Point annotations for photos

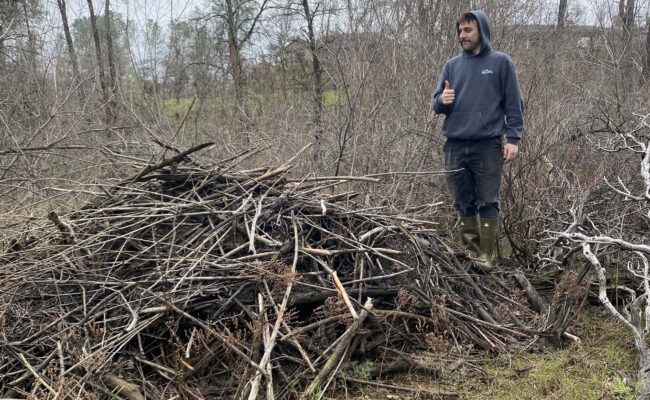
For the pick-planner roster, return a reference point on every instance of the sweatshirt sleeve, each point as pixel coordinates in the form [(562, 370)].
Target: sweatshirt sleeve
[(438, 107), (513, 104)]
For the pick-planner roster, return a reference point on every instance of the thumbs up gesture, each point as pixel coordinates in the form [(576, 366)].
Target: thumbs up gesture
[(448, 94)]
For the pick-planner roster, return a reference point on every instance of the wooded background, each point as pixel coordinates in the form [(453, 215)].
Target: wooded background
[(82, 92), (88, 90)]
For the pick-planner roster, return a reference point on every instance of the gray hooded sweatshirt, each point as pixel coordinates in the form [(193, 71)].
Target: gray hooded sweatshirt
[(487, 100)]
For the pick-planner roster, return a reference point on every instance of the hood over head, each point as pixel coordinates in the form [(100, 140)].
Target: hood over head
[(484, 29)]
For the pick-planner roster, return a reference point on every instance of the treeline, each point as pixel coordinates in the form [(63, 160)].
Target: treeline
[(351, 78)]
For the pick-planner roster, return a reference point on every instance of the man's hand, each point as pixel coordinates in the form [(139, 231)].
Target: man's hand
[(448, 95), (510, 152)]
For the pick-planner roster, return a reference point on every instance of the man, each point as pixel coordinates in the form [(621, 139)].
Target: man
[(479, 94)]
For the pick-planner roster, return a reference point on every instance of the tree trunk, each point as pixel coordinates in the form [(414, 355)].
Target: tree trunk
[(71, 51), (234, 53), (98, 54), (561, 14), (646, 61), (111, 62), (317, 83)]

Directions for this task -> Put the lines above into a numbered list, omitting any blank lines and leaving the pictures out.

Completed task ->
1. For the pick-planner roster, return a reference point on every instance of the sweatshirt sleeve, each point as pixel coordinates in the form [(562, 370)].
2. Target: sweatshirt sleeve
3. [(438, 107), (513, 104)]
4. For the pick-planner roster, return a reference point on every instance of the thumbs up gesture, each point as pixel coordinates in the form [(576, 366)].
5. Target: thumbs up gesture
6. [(448, 94)]
7. For the pick-planner roster, return a reference point on every instance of the wooded background, each point as pixel coordinates in the form [(453, 215)].
8. Target: wooded background
9. [(82, 92), (88, 90)]
10. For the pick-planner roster, return a reference point on every instance of the gray hooded sweatshirt, each point as pixel coordinates in the form [(193, 71)].
11. Target: gray hooded sweatshirt
12. [(487, 100)]
13. For the pick-planner roster, return a reference point on every instance of the hood over head, each point as pixel coordinates in the form [(100, 140)].
14. Target: hood over head
15. [(484, 29)]
16. For the pick-planner roster, return a reference point on every instance of the treeline, each point as pixel coordinates in the form [(63, 160)].
17. Target: treeline
18. [(351, 78)]
19. For the pick-planner roster, return a reference point on every instance of the man's hand, each point as pixel coordinates in the form [(139, 231)].
20. Target: man's hand
21. [(448, 95), (510, 152)]
22. For the pick-planner roster, return a reference point on every instance of the man, each point as pixel coordinates in the form [(621, 139)].
23. Target: man
24. [(479, 94)]
25. For the pick-planner roster, return a reference point on every instance of the tree trunk, each point as pixel coordinates in the form [(414, 355)].
26. Target: tree trunk
27. [(71, 51), (234, 53), (98, 54), (561, 14), (646, 61), (111, 62), (317, 83)]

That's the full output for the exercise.